## Texto a leer
★ ★ ★ ★ ★
En definitiva, puede decirse que, contempladas en conjunto, todas estas tendencias configuran sin duda un panorama propositivo dotado de gran coherencia, debido en gran medida a que todas son producto directo de la eclosión y difusión del nuevo paradigma ecológico y de su aplicación a la escala urbano-territorial. Debido a ello, a pesar de que el desarrollo independiente de cada una de estas tendencias responde aún a la sectorialización y fragmentación del conocimiento y de la práctica que caracteriza el modelo dominante, es muy elevado el nivel de hibridación, transversalización y solapamiento entre todas ellas, como reflejo ineludible del carácter intrínsecamente holístico del paradigma que las informa: de algún modo, las sinergias surgen espontáneamente en la forma de soluciones comunes a problemas pertenecientes a ámbitos aparentemente diferenciados.
★ ★ ★ ★ ★
## Registros extraídos de una colección
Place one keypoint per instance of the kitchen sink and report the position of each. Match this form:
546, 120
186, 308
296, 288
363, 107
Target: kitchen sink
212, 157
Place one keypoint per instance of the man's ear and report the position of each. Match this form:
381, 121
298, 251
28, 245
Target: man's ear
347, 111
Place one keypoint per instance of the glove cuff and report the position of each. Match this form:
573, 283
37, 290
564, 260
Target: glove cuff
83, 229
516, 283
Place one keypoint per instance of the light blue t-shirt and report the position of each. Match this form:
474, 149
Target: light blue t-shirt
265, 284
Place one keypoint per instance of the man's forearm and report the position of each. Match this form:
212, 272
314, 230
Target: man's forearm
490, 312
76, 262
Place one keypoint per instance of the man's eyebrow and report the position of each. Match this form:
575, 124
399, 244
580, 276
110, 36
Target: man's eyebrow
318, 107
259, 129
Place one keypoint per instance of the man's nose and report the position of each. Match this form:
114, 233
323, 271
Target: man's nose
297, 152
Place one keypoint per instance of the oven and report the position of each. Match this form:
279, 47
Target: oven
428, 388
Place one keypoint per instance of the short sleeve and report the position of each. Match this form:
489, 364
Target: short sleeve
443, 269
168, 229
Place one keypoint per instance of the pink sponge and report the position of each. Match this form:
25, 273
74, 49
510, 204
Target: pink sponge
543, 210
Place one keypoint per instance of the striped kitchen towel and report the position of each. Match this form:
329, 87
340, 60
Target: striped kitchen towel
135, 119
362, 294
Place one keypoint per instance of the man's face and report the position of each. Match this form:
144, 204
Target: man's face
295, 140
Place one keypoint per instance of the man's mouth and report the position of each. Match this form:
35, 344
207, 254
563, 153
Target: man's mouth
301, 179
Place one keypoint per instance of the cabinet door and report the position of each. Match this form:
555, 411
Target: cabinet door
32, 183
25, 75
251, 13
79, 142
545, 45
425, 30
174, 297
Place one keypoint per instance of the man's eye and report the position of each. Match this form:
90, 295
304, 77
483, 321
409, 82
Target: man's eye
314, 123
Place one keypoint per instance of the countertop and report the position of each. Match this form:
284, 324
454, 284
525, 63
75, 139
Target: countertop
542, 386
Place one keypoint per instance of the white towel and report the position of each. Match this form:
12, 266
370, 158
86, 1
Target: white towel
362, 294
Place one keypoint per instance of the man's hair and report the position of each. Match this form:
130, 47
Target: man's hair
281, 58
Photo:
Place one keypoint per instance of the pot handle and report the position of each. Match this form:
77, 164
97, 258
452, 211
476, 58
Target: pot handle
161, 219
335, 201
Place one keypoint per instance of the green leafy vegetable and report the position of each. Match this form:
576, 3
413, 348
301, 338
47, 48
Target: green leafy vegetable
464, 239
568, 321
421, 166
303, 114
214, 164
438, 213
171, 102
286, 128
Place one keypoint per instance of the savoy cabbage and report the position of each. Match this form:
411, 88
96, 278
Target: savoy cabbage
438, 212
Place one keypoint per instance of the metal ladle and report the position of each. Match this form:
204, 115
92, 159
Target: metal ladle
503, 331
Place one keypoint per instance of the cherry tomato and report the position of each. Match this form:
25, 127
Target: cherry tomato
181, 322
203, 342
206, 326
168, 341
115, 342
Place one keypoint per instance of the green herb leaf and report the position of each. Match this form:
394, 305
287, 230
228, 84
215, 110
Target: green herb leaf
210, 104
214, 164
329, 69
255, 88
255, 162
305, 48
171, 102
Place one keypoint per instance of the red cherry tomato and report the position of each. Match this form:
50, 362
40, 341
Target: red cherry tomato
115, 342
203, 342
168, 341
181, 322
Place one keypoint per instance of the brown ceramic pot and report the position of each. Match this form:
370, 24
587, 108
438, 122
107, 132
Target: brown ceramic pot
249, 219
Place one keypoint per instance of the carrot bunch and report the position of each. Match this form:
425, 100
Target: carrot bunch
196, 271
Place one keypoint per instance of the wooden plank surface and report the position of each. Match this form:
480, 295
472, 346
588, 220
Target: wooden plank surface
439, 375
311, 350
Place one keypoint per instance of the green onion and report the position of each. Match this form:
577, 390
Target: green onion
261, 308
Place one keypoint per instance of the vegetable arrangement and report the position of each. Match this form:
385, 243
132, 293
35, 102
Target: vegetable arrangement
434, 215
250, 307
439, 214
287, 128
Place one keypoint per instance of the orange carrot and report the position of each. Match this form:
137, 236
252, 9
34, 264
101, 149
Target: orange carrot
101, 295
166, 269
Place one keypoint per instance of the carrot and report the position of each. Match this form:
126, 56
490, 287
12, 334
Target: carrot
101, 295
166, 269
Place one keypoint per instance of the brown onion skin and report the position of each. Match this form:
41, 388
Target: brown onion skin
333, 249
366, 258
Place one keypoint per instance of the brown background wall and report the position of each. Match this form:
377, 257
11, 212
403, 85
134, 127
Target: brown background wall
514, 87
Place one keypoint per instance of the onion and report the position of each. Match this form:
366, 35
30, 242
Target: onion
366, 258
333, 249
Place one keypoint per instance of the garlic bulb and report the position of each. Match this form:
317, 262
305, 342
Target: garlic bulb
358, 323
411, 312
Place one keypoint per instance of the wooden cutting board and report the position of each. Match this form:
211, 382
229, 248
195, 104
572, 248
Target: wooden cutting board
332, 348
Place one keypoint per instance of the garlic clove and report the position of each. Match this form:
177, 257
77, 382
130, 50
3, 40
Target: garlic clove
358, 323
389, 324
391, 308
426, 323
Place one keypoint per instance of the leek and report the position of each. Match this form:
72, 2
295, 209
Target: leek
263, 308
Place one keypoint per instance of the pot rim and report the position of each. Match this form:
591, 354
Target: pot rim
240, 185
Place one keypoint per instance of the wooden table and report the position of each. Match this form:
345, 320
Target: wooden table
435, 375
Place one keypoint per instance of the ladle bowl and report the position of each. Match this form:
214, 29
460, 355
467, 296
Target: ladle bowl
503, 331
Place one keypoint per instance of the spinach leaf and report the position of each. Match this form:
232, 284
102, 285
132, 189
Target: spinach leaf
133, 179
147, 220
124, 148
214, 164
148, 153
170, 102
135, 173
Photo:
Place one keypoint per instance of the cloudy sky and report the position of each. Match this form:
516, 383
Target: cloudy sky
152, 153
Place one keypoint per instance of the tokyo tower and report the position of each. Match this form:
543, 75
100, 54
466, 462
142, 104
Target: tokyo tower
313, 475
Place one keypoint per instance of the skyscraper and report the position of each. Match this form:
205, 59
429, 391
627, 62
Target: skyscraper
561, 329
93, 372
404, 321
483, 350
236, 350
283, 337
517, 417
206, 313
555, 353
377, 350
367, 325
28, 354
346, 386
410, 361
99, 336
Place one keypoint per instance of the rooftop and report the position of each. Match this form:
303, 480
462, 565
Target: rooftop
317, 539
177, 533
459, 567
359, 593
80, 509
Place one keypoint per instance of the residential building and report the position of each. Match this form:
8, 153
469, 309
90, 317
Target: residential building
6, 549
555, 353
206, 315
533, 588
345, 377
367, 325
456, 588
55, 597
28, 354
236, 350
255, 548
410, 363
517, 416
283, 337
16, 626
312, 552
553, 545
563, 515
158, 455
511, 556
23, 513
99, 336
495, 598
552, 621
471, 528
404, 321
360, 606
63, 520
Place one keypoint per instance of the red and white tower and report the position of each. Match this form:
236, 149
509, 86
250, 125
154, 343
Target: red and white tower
★ ★ ★ ★ ★
## Tarea a realizar
Extrae sin cambios, del texto sobre el paradigma ecológico, el tramo que va desde "En definitiva, puede" hasta "ámbitos aparentemente diferenciados.". Los registros constituyen un material aparte del texto.

## Resultado de la tarea
En definitiva, puede decirse que, contempladas en conjunto, todas estas tendencias configuran sin duda un panorama propositivo dotado de gran coherencia, debido en gran medida a que todas son producto directo de la eclosión y difusión del nuevo paradigma ecológico y de su aplicación a la escala urbano-territorial. Debido a ello, a pesar de que el desarrollo independiente de cada una de estas tendencias responde aún a la sectorialización y fragmentación del conocimiento y de la práctica que caracteriza el modelo dominante, es muy elevado el nivel de hibridación, transversalización y solapamiento entre todas ellas, como reflejo ineludible del carácter intrínsecamente holístico del paradigma que las informa: de algún modo, las sinergias surgen espontáneamente en la forma de soluciones comunes a problemas pertenecientes a ámbitos aparentemente diferenciados.